Top of Input records
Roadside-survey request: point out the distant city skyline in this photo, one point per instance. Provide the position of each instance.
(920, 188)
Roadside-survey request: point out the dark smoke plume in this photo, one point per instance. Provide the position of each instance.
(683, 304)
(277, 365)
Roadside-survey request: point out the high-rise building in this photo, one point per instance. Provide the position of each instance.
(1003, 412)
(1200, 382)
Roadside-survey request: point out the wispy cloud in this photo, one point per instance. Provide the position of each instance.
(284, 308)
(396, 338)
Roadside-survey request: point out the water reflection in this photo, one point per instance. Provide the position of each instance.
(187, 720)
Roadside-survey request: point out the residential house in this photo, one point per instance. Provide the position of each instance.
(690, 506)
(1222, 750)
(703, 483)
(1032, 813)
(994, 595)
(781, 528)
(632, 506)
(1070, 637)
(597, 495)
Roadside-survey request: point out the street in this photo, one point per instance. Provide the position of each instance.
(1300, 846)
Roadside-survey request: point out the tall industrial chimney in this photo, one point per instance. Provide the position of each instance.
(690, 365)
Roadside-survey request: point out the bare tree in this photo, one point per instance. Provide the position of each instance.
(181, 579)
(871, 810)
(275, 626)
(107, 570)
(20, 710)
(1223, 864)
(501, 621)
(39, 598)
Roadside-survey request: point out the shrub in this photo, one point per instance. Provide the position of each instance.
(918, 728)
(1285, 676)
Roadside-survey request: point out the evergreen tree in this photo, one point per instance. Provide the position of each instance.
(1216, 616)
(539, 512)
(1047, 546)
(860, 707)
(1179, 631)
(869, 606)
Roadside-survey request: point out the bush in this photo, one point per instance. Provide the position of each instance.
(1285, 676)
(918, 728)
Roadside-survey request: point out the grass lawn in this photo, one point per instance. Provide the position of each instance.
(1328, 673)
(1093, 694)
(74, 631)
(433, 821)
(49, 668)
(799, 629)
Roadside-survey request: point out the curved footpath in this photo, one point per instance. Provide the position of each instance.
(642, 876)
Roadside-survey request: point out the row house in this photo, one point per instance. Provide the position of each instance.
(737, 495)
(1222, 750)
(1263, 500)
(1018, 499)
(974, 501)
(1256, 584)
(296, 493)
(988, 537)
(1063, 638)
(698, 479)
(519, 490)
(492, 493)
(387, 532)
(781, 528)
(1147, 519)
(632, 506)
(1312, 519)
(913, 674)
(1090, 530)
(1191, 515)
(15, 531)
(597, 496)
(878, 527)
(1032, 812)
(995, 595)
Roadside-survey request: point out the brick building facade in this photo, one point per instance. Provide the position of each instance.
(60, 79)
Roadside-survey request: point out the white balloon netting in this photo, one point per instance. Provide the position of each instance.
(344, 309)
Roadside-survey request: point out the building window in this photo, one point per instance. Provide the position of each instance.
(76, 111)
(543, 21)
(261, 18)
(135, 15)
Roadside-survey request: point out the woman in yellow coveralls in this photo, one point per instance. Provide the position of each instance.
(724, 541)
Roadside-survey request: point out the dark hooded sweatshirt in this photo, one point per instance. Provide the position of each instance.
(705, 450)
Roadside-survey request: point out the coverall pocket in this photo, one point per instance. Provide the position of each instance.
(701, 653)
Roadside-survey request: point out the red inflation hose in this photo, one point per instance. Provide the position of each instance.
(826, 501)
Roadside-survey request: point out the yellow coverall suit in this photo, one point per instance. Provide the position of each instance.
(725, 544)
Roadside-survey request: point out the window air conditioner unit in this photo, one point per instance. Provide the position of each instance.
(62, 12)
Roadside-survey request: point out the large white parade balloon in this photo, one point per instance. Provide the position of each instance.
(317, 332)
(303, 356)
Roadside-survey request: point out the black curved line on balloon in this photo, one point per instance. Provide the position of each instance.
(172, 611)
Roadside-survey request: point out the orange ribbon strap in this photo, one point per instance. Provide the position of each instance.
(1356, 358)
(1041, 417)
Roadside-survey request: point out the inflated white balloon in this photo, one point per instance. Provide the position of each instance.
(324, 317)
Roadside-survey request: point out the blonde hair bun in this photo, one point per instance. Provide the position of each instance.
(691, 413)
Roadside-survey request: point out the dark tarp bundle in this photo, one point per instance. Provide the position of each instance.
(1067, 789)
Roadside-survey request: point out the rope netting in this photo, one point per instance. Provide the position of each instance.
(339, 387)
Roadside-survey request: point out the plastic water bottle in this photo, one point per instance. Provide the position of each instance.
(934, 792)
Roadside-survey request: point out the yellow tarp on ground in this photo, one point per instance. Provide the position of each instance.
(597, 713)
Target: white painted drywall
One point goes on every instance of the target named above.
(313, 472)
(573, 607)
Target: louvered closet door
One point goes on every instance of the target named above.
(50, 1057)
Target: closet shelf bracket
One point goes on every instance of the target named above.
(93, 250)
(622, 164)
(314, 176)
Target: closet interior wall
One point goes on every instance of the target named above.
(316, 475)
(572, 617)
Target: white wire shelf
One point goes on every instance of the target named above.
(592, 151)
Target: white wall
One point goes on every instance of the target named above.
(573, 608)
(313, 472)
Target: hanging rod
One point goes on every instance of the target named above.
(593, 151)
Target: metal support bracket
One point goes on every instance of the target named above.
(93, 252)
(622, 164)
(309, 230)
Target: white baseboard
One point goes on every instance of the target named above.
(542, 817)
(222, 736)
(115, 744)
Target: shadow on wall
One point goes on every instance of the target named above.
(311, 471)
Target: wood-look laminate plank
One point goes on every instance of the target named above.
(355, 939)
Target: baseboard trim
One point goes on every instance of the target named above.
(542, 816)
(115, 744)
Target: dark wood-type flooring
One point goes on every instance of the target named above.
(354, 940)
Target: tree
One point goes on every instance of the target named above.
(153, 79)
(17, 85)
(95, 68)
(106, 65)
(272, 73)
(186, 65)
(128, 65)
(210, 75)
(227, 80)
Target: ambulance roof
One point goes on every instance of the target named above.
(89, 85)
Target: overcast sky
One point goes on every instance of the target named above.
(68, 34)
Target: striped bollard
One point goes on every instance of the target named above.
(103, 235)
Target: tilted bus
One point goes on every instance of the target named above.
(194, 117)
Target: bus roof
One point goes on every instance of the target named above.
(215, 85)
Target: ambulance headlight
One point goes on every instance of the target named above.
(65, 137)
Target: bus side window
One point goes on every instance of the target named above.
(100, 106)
Bottom of Input records
→ Problem description: "baseboard" is the word to look for; copy every line of the data that has it.

→ Solution for this exercise:
Target: white baseboard
Target: baseboard trim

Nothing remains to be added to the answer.